## WHAT TO WORK ON:
• 1. Translate this sentence from the excerpt on flexural testing into Spanish: "This result is compared in the report with an analytically defined tensile modulus of 24.7GPa."
• 2. Use the excerpt on flexural testing to answer these questions:
(a) What flexural modulus was determined after the three point bending tests?
(b) According to the main explanation, what is lost in significant part during the process?
(c) What method does the excerpt suggest for obtaining the average density of the material?
• 3. From the excerpt on flexural testing, set down word for word the passage from "As a result" to "the fibre fraction.".

## PAGE EXCERPT:

It is stated in the report that the sides of the tested samples are sanded smooth, but the irregular height (see Figure 10) is not changed. In order to achieve a height h for the formula “the difference between the outer surfaces is taken as a thickness, the value is overestimated leading to an

underestimation of the stiffness.” The achieved result for the flexural modulus after the three point bending tests is determined to be 18GPa. This result is compared in the report with an analytically defined tensile modulus of 24.7GPa.

As can be seen in Figure 13, the given data from Comp Tape Lda shows a lower flexural modulus than the achieved underestimated value of T.A. de Bruijn. The main explanation for this is that a

significant part of the matrix material is lost during the process, leading to a higher volume fraction of the E-glass.

As a result of this, the obtained value for the flexural modulus does not qualify the bonding between printed layers, but is merely an indication for the fibre fraction.

It is therefore desired for future bending tests that leakage of matrix material is quantified, so that the volume fraction of matrix and reinforcement can be adjusted. This could be done by weighing printed samples of specified dimensions to obtain the average density of the material.

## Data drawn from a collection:
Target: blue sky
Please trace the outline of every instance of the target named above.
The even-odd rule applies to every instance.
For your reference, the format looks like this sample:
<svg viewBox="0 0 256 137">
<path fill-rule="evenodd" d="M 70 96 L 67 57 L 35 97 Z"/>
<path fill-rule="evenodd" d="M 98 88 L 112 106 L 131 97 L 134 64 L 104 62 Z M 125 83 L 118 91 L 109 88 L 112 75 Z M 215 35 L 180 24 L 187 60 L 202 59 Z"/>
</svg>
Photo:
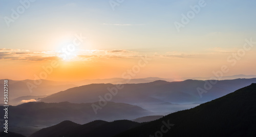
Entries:
<svg viewBox="0 0 256 137">
<path fill-rule="evenodd" d="M 79 47 L 83 51 L 109 53 L 119 50 L 123 51 L 120 54 L 126 51 L 131 53 L 127 56 L 134 57 L 145 53 L 176 57 L 179 59 L 159 59 L 160 64 L 155 65 L 182 67 L 184 66 L 178 62 L 195 62 L 198 64 L 195 70 L 215 62 L 208 68 L 211 70 L 226 63 L 227 54 L 241 48 L 245 39 L 256 38 L 255 1 L 124 0 L 114 10 L 110 1 L 37 0 L 8 27 L 5 18 L 11 18 L 12 9 L 16 11 L 22 5 L 20 1 L 0 0 L 0 52 L 55 52 L 71 42 L 74 34 L 81 34 L 87 38 Z M 174 22 L 182 22 L 181 15 L 187 16 L 192 11 L 190 6 L 202 2 L 205 6 L 178 32 Z M 246 69 L 242 66 L 251 65 L 255 50 L 248 51 L 250 58 L 229 75 L 245 74 L 243 72 Z M 202 63 L 201 59 L 205 60 Z M 184 71 L 177 73 L 180 75 Z M 202 76 L 208 76 L 211 71 Z M 166 72 L 155 76 L 164 76 Z M 255 74 L 252 70 L 246 72 Z"/>
</svg>

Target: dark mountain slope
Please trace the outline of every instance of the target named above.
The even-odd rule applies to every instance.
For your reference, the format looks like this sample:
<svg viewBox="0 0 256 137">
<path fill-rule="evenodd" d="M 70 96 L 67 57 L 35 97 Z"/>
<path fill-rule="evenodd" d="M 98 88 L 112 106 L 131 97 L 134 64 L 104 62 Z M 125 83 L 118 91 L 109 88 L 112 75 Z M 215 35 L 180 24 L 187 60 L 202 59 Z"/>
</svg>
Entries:
<svg viewBox="0 0 256 137">
<path fill-rule="evenodd" d="M 6 133 L 4 131 L 0 133 L 0 136 L 1 137 L 26 137 L 25 136 L 14 133 L 12 132 L 8 132 L 8 133 Z"/>
<path fill-rule="evenodd" d="M 95 102 L 97 103 L 98 102 Z M 94 113 L 90 103 L 29 102 L 16 106 L 10 106 L 9 124 L 16 126 L 34 125 L 51 126 L 65 120 L 83 124 L 101 119 L 112 121 L 120 119 L 133 119 L 152 115 L 152 113 L 137 106 L 108 102 L 107 104 Z M 3 106 L 1 106 L 1 109 Z M 4 112 L 1 118 L 4 119 Z"/>
<path fill-rule="evenodd" d="M 126 120 L 112 122 L 96 120 L 82 125 L 77 124 L 70 127 L 70 123 L 63 123 L 40 130 L 29 137 L 109 137 L 141 124 Z M 62 130 L 58 130 L 60 129 Z"/>
<path fill-rule="evenodd" d="M 67 133 L 69 131 L 75 129 L 80 126 L 70 121 L 64 121 L 61 123 L 54 126 L 43 128 L 34 133 L 31 134 L 30 137 L 62 137 Z"/>
<path fill-rule="evenodd" d="M 172 113 L 116 136 L 255 136 L 256 84 L 195 108 Z"/>
</svg>

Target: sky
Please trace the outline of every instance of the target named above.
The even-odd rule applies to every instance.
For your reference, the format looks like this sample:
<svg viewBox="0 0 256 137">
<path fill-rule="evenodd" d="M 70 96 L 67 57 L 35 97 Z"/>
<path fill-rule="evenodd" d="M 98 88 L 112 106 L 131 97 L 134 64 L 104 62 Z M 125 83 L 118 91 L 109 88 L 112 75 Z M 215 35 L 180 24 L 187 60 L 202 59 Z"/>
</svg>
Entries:
<svg viewBox="0 0 256 137">
<path fill-rule="evenodd" d="M 255 5 L 255 1 L 0 0 L 0 78 L 256 74 Z M 44 72 L 49 73 L 42 76 Z"/>
</svg>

## FULL SOLUTIONS:
• 1. En el informe, este resultado se compara con un módulo de tracción definido analíticamente de 24,7 GPa.

• 2.
(a) 18GPa.
(b) A significant part of the matrix material.
(c) Weighing printed samples of specified dimensions.

• 3.
As a result of this, the obtained value for the flexural modulus does not qualify the bonding between printed layers, but is merely an indication for the fibre fraction.